(Dataset entries)
__________________________________________________

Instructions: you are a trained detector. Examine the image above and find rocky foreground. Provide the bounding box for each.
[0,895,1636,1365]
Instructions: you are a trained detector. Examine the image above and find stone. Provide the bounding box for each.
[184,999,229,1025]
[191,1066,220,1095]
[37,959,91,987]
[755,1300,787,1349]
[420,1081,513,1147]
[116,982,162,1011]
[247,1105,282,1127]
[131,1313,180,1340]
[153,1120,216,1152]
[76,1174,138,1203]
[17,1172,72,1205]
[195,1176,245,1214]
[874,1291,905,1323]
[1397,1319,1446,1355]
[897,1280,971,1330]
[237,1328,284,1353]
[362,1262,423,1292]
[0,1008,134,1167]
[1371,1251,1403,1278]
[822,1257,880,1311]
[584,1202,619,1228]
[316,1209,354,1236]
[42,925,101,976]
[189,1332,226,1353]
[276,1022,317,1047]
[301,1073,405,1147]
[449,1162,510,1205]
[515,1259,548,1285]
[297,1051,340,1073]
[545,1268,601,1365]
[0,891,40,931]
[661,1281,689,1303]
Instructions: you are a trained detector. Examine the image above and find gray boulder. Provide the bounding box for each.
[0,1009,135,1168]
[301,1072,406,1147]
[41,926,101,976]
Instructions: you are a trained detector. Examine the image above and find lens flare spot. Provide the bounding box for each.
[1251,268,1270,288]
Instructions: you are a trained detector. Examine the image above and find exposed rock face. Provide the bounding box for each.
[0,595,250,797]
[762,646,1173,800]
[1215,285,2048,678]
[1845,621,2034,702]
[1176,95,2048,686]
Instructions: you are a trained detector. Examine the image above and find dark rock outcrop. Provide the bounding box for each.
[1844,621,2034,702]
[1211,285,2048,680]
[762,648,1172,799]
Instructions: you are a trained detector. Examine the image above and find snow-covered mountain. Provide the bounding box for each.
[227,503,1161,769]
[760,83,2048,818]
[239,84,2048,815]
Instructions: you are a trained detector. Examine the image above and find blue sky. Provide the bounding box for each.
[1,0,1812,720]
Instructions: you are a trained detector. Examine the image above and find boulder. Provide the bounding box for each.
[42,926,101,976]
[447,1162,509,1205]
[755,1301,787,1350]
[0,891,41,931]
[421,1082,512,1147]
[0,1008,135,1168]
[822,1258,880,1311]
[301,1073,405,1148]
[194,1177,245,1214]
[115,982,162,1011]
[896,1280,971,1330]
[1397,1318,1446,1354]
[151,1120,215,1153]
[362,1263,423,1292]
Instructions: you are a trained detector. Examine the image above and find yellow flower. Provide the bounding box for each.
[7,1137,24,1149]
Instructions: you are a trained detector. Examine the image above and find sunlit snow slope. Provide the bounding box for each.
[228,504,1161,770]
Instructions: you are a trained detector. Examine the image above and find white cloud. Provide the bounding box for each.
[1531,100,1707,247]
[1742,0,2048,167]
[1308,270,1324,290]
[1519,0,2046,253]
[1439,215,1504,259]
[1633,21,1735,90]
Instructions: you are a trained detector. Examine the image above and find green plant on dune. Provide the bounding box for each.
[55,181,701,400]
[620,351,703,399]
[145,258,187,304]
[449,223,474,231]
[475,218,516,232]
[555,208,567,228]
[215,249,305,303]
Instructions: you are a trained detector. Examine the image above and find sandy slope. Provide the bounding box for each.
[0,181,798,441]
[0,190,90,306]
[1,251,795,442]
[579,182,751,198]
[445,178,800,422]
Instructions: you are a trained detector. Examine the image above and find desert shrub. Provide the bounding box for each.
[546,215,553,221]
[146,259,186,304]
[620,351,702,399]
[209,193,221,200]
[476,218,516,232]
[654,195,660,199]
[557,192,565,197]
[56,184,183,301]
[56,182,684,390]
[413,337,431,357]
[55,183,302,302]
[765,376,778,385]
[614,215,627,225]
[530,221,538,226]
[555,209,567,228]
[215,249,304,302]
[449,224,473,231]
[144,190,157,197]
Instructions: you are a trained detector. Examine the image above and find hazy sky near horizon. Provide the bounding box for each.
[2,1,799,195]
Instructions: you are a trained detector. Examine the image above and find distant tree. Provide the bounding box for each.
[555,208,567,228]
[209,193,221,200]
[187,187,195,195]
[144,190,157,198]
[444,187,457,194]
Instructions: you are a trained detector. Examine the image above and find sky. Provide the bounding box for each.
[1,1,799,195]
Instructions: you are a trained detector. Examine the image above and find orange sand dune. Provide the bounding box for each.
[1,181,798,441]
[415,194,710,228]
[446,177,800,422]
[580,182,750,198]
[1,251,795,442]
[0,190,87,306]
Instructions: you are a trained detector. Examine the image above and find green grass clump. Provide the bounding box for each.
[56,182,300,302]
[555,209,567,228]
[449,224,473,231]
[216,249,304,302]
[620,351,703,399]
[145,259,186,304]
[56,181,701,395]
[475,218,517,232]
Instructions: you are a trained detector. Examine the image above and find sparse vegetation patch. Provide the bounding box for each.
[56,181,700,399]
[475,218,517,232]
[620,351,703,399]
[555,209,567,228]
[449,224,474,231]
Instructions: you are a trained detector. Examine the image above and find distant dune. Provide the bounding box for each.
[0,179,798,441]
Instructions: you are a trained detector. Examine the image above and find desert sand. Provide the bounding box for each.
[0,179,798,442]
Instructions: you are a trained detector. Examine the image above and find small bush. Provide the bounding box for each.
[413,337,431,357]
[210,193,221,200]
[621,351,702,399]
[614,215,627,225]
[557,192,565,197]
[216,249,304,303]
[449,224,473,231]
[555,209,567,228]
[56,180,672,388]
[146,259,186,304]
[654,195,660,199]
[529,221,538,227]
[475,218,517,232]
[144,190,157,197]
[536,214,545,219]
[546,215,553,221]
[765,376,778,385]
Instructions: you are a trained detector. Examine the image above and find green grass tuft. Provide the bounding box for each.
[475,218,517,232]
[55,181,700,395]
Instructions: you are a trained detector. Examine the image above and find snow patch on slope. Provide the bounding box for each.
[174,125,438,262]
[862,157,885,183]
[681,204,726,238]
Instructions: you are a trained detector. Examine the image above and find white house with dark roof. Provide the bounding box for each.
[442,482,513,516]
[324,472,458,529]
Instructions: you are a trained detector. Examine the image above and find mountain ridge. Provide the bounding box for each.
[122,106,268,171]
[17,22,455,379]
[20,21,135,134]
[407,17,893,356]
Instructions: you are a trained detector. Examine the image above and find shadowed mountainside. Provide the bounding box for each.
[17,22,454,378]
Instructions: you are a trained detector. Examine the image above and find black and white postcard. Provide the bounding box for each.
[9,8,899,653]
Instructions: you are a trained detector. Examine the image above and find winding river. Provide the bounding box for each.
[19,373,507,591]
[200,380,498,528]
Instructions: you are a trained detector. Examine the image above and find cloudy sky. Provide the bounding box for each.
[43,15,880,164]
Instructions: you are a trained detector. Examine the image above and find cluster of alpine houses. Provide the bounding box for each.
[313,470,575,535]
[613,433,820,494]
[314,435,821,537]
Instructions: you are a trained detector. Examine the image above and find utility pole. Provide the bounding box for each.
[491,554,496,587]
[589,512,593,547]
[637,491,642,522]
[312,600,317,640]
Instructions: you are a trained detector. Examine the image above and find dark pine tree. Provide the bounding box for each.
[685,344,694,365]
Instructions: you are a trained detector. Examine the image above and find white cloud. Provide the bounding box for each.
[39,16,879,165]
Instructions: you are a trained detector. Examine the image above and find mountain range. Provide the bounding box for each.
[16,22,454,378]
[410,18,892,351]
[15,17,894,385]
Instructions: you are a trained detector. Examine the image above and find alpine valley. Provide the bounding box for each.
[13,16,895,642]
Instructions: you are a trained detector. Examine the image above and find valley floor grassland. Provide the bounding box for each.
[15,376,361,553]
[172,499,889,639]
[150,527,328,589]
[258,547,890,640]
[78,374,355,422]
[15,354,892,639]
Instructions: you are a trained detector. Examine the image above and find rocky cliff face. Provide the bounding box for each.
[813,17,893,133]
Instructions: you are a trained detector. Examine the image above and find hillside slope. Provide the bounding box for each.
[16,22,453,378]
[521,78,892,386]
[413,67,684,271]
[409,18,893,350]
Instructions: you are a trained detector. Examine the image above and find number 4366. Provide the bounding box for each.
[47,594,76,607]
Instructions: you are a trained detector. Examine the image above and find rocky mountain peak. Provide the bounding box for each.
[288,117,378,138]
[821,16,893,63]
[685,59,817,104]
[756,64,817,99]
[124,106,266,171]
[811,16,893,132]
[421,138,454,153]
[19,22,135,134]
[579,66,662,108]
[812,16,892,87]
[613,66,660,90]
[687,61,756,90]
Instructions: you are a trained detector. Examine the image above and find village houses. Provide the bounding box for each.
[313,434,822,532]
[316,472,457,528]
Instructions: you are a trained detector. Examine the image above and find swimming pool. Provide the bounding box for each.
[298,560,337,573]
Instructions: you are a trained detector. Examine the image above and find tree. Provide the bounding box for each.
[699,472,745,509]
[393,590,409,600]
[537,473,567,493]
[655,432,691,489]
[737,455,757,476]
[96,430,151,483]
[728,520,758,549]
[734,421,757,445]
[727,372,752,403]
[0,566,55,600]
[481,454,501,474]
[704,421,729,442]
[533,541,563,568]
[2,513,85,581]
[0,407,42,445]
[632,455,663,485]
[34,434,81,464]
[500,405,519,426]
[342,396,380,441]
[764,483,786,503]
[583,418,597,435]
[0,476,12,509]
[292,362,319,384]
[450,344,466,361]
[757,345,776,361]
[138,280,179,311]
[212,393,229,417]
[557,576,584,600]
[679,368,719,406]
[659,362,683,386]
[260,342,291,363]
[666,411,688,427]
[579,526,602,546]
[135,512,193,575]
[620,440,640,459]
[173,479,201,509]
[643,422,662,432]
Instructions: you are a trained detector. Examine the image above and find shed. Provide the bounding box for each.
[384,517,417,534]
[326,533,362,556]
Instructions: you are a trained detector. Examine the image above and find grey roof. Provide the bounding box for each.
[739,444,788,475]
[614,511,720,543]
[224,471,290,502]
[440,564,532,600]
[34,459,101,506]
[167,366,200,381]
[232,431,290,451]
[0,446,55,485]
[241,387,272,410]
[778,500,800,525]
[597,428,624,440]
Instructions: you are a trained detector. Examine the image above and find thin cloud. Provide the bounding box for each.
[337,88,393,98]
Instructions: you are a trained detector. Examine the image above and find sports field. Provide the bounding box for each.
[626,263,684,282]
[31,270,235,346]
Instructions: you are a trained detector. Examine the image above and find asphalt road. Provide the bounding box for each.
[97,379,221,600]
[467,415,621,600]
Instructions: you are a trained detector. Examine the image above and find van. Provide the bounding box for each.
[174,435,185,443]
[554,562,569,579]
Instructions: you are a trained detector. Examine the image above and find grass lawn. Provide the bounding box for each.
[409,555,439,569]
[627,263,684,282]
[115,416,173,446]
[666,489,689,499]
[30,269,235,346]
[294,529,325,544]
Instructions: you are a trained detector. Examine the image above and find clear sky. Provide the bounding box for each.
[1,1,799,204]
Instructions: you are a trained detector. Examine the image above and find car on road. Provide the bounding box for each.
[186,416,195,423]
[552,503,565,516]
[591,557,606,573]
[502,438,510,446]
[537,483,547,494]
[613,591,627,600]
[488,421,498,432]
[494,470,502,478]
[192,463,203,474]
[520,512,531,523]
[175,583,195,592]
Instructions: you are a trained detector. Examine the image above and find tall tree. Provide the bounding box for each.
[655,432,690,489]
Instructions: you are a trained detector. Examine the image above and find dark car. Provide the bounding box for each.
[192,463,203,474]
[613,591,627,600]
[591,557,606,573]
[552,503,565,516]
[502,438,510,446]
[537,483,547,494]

__________________________________________________

__Exercise requirements__
Taking the line with "asphalt road. Provide the bounding box for each." as the start and the last line of the data above as the end, write out those two lines and every line between them exactly, and only those.

__Answer for the task__
Instructions: you are a trained detector. Examine the image above and find asphalt road. Provide the bounding box for each.
[97,379,221,600]
[467,415,621,600]
Instructions: you are a trained detector. Examine the image above and find van. Provide the bounding box for each.
[174,435,185,443]
[554,562,569,579]
Instructions: you are a trained detector. Examine the image above and find grass lawn. Provide the bounding box for each.
[409,555,439,569]
[627,263,684,282]
[115,416,173,446]
[666,489,689,499]
[30,269,235,346]
[294,529,325,544]
Instructions: you are a trained detector. Examine the image above and find clear sky. Provide the bounding box for each.
[1,1,799,204]
Instructions: you are a trained detector. Examine the image above and find car on road. Provide the bounding box for each.
[186,416,195,423]
[552,503,565,516]
[591,557,606,573]
[502,438,510,446]
[537,483,547,494]
[613,591,627,600]
[488,421,498,432]
[494,470,502,478]
[192,463,203,474]
[520,512,531,523]
[175,583,195,592]
Instructions: you are a trained detector. Examine the image above and find tall tree. Provide the bounding box for each.
[655,432,690,489]
Instructions: you are a trained detector. Examine the image above and find dark car. Provide the bounding box for each.
[192,463,203,474]
[613,591,627,600]
[591,557,606,573]
[552,503,565,516]
[502,438,510,446]
[537,483,547,494]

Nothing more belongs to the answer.